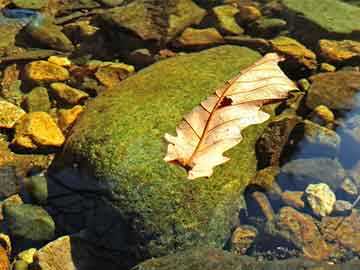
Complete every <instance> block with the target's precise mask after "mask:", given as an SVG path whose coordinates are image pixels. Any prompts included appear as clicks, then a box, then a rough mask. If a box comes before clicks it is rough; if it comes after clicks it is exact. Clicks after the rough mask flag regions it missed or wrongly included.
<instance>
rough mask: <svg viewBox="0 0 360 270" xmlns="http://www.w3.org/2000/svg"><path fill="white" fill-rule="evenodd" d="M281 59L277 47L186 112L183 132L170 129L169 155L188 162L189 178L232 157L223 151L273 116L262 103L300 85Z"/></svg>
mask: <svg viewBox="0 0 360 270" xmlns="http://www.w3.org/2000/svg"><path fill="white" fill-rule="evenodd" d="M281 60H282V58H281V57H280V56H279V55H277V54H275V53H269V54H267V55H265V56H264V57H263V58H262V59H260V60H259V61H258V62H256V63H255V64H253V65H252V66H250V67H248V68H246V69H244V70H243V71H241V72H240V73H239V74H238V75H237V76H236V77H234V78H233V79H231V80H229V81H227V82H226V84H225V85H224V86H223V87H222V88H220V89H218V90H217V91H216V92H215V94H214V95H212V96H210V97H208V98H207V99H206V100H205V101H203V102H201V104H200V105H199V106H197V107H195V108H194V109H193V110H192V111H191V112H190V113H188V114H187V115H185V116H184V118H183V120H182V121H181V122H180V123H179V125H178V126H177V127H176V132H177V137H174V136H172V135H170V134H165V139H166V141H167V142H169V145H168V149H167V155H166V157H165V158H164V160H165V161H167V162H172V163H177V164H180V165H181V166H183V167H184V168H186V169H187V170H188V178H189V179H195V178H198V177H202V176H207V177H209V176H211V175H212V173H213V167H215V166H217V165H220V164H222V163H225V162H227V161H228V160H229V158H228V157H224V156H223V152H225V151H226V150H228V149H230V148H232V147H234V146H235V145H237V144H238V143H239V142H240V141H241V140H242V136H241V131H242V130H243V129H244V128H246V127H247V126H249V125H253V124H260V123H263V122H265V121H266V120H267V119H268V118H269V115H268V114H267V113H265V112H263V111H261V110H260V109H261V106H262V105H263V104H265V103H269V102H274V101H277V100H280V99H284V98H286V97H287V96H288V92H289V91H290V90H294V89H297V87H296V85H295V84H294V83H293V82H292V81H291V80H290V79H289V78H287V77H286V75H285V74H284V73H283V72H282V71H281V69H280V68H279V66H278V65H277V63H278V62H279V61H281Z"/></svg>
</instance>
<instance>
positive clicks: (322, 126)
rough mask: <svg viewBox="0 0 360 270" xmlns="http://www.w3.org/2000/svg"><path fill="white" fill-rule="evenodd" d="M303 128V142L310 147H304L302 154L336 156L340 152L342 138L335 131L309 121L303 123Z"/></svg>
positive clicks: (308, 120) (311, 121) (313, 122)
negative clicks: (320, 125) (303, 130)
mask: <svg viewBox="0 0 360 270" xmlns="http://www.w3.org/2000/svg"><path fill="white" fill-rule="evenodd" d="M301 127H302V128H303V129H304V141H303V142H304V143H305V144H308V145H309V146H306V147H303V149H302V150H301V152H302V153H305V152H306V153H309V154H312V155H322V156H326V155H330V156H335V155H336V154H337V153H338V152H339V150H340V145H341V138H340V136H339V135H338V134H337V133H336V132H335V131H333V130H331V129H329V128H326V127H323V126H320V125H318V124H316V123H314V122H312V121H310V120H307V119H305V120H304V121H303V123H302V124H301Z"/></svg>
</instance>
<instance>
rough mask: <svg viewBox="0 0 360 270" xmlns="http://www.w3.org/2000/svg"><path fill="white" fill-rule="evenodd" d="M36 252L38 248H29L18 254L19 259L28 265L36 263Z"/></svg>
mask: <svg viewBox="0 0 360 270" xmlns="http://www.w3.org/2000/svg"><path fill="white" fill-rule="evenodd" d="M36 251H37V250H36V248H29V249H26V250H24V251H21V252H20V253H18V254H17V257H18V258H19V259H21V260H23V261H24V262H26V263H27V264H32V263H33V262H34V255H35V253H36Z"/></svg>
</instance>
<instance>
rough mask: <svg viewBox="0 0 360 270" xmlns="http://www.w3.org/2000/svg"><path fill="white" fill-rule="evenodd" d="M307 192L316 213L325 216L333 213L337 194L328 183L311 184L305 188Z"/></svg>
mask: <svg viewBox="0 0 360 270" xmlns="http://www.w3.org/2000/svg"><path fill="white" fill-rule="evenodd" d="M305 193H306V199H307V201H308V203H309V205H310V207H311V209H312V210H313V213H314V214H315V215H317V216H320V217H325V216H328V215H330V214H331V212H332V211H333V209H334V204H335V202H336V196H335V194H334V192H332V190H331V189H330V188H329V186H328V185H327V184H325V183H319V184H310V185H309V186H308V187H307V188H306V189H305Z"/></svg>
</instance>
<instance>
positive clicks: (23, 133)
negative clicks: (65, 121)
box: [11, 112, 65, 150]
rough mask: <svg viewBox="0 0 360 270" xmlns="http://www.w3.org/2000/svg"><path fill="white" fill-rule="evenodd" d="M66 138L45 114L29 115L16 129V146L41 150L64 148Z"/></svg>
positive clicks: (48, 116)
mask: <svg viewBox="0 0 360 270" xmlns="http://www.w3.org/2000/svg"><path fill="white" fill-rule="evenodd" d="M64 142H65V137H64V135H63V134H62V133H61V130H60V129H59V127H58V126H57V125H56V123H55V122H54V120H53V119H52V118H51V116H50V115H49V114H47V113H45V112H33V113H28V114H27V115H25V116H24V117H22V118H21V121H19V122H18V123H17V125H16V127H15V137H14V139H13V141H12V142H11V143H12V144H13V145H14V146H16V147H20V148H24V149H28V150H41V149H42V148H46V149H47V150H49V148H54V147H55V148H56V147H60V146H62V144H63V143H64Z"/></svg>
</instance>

EXERCISE DESCRIPTION: Which lines of the records contain the word "positive"? Copy each of them in full.

RESPONSE TO THIS EXERCISE:
positive clicks: (322, 126)
positive clicks: (308, 120) (311, 121) (313, 122)
positive clicks: (23, 133)
positive clicks: (48, 116)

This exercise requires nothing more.